## O QUE SE PEDE
No trecho sobre o direito à moradia, qual é o valor do auxílio aluguel citado?

## TRECHO FORNECIDO
O direito à moradia não se resume apenas a um teto e quatro paredes, mas é o direito de toda pessoa ter acesso a um lar e uma comunidade segura para se viver em paz, com dignidade e com saúde física e mental. Nós temos direito à moradia e auxílio aluguel de 400...
(Calma, desculpa, me perdi.)
Nós temos direito à moradia e a um auxílio aluguel de 400 reais que não queremos, porque isso não nos dará acesso a nenhum tipo de moradia em nenhuma favela do Estado de São Paulo. Com 400 reais você não consegue fazer mercado mensal. Imagina pagar por uma moradia? Isso é loucura!
Essas pessoas aqui presentes para fazer oposição à nossa existência são pessoas de classes sociais completamente diferentes à nossa e que associam a pobreza ao perigo, que têm aversão a se imaginar vivendo no mesmo lugar que pessoas com uma renda menor que a delas, que vivem com uma falta de compreensão em relação às dificuldades enfrentadas por essas pessoas em situação de pobreza e que difundem a imagem de pobres como preguiçosos, desonestos, como se responsáveis pela sua própria condição. Essas pessoas não conseguem se identificar com as nossas lutas e os desafios que pessoas como eu enfrentam.
Enquanto a maior parte da criminalidade, certamente mais perigosa do sistema, não procede dos setores empobrecidos da população, mas sim de máfias bem organizadas que controlam uma imensa quantidade de dinheiro, inclusive essas construtoras envolvidas nesse projeto criminoso.

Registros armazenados
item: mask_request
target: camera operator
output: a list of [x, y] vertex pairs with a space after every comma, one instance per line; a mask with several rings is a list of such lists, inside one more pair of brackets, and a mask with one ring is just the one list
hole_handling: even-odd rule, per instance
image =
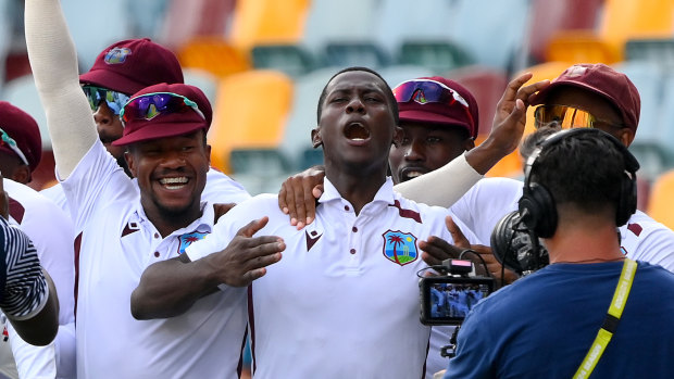
[[674, 296], [674, 275], [620, 247], [637, 169], [591, 128], [554, 134], [532, 153], [520, 213], [550, 265], [473, 308], [445, 378], [672, 377], [674, 303], [662, 300]]

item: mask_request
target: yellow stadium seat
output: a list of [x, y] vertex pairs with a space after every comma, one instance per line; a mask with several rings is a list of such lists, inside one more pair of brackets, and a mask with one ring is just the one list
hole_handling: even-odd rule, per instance
[[[532, 73], [534, 76], [525, 84], [525, 86], [528, 86], [545, 79], [552, 80], [563, 73], [564, 70], [569, 68], [569, 66], [570, 64], [566, 62], [541, 63], [528, 67], [522, 73], [515, 74], [513, 77], [520, 76], [523, 73]], [[535, 130], [534, 109], [535, 106], [529, 106], [526, 111], [526, 126], [524, 127], [523, 137]], [[515, 151], [503, 157], [487, 173], [488, 177], [521, 177], [522, 175], [522, 157], [520, 156], [520, 149], [515, 149]]]
[[659, 176], [648, 200], [648, 215], [674, 229], [674, 170]]
[[197, 37], [177, 51], [183, 67], [201, 68], [220, 78], [251, 68], [247, 52], [223, 37]]
[[222, 79], [209, 131], [211, 165], [230, 174], [233, 149], [278, 147], [292, 91], [292, 80], [276, 71], [248, 71]]
[[255, 45], [298, 43], [310, 0], [237, 1], [229, 41], [250, 50]]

## RESPOSTA
400 reais.